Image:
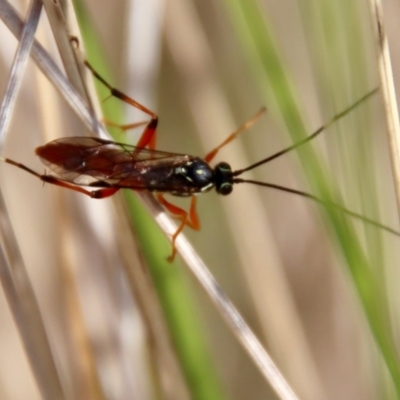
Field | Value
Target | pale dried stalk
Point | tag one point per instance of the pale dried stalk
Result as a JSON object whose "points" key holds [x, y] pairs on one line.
{"points": [[14, 277], [242, 331], [388, 93]]}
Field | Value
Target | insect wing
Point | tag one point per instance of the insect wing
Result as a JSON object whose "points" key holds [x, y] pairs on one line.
{"points": [[97, 162]]}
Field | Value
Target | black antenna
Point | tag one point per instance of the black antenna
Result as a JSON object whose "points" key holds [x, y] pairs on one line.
{"points": [[308, 138], [322, 202]]}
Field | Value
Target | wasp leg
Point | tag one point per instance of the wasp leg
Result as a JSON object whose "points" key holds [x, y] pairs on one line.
{"points": [[148, 137], [95, 194], [187, 218], [123, 127]]}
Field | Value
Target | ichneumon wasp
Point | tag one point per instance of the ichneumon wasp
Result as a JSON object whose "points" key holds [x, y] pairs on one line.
{"points": [[111, 166]]}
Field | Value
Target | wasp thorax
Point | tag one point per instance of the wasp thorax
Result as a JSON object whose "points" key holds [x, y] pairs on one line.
{"points": [[223, 178], [197, 173]]}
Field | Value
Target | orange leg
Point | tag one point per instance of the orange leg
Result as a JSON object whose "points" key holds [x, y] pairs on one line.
{"points": [[95, 194], [190, 219], [148, 137]]}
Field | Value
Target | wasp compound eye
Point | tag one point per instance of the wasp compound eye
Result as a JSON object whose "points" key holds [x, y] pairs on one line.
{"points": [[223, 178]]}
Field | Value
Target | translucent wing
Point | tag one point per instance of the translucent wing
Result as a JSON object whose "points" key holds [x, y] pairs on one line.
{"points": [[97, 162]]}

==*==

Task goal:
Looking back over the data above, restate word for word the lines that begin at the line with "Point | tag one point per instance of the insect" and end at the line with "Point | tag one point per instance of the wasp thorax", inclusive.

Task solution:
Point | tag one point per instance of the insect wing
Result as a JSON object whose "points" key holds [x, y] pairs on one line.
{"points": [[97, 162]]}
Field | Value
Target | black antenna
Point | tag one point per instance of the black antenna
Result as a JSON object whose "points" key holds [x, y] pairs on one line.
{"points": [[308, 138], [322, 202]]}
Field | Value
Target | wasp leg
Point | tag one point per instance of the wasp leg
Result as a JSON object whose "points" key holds [x, y] pairs on one line.
{"points": [[148, 137], [95, 194], [187, 218], [123, 127]]}
Field | Value
Target | ichneumon wasp
Point | tag one point per instance of the ichneumon wasp
Result as a JSON object whose "points" key holds [x, y] pairs on one line.
{"points": [[111, 166]]}
Field | Value
Target | wasp thorax
Point | tag one point per instance of the wasp thorax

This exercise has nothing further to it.